*** 出典抜粋 ***

いつものようにPHPと戯れていたある日、管理部から質問を受けました。
「RPAで大量のPDFファイルの内容を読み取りたいんですけど、管理部でネット見ながらコピペとかで実現できるものですか?PRA業者に頼むとどれぐらいが相場ですかね?」
「!?」

弊社では、たくさんの広告主様に毎月運用手数料を請求させていただくのですが、その際freeeで定期作成された下書き請求書を印刷して、 各広告主様の担当コンサルタントに配布し、内容のチェックを受けてから正式な請求書を作り、送付するというフローになっていました。
昨今のリモートワーク化を受けて、物理的に紙の請求書を大量に印刷→担当者別に仕分け→配布→チェック結果をfreeeに入力…という物理的な紙を使う
フローをやめたい、というのが管理部の要望です。そのために、案件名・担当者名・金額…のような請求書の明細行に載っているデータをGoogleスプレッドシートのデータとして見たい、とのことでした。

*** 提供情報 ***

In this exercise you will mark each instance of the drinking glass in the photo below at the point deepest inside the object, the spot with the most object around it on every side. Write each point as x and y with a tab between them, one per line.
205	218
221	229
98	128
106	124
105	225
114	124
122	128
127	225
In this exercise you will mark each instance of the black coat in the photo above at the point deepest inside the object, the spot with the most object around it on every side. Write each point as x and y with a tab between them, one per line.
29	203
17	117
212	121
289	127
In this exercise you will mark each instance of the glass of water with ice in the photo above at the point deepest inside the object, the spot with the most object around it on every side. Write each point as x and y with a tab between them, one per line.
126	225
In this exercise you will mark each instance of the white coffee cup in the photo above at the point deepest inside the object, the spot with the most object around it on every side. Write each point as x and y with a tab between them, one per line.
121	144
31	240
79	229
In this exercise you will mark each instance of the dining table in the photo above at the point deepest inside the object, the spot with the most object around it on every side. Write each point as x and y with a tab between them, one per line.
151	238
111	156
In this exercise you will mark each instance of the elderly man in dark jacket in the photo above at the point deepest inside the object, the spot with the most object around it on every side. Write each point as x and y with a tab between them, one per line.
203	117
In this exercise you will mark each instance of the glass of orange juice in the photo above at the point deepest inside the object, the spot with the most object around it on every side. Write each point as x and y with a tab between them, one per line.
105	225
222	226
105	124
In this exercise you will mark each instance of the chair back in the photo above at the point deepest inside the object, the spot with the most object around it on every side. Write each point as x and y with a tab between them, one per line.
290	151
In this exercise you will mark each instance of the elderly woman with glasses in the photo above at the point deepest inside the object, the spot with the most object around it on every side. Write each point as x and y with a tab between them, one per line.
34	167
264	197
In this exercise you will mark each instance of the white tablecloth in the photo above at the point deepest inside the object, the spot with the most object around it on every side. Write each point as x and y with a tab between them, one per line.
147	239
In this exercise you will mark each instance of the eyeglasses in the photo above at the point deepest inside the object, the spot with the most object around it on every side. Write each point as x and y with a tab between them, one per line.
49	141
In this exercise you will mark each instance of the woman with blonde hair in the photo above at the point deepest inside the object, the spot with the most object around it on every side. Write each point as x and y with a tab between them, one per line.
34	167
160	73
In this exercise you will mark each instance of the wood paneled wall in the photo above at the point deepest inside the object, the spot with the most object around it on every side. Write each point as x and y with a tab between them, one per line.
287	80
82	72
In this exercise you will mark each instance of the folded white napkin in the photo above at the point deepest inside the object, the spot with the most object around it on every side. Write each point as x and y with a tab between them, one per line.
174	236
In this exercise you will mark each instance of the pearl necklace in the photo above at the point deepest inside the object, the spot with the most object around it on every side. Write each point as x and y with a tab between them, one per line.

***

設定課題 1: 記録のうち、「In this exercise you will mark each instance of the folded」を含む行から始まり記録の最後の行で終わる部分を、両端の行も含めて一字一句そのまま書き写してもらえますか?
設定課題 2: 紙の請求書フローをやめたいという管理部の要望についての文章を、最後の文の後から続けて書いてもらえますか?

最終回答 1:
In this exercise you will mark each instance of the folded white napkin in the photo above at the point deepest inside the object, the spot with the most object around it on every side. Write each point as x and y with a tab between them, one per line.
174	236
In this exercise you will mark each instance of the pearl necklace in the photo above at the point deepest inside the object, the spot with the most object around it on every side. Write each point as x and y with a tab between them, one per line.

最終回答 2:
よくよく聞いてみると、紙請求書のチェックは印刷→仕分け→チェック結果入力をする管理部が大変なだけでなく、各担当コンサルタントにとっても
紙と画面の突き合わせを毎月かなりの時間をかけて行う負担の大きい仕事であることがわかりました。

さて、やりたいことがわかったところで、問題はやり方です。PDFの読み取り…完全に守備範囲外です。うっすらOCRでできる気がする、という程度。なにせ単なるPHPerなので(笑)
ただ、私自身、過去に開発部向けの申請ツールを作ろうとして調べたことがあり、freeeにはAPIがあることは知っていました。そこで、「APIがあるなら、むしろPDFを経由しないほうが楽なのでは?」と思ったわけです。
「たぶんRPAでなくAPIでできると思うから作らせてくれ!」と言って、freee APIドキュメントを読み込み、スキマ時間で実装しました。毎月のデータ作成をいちいち開発部に依頼せずに管理部だけで完結できるよう、Google Apps Scriptを利用しました。(本当はSlackから起動させたかったんですが、GASがSlack側の規定時間内にレスポンスを返せず断念)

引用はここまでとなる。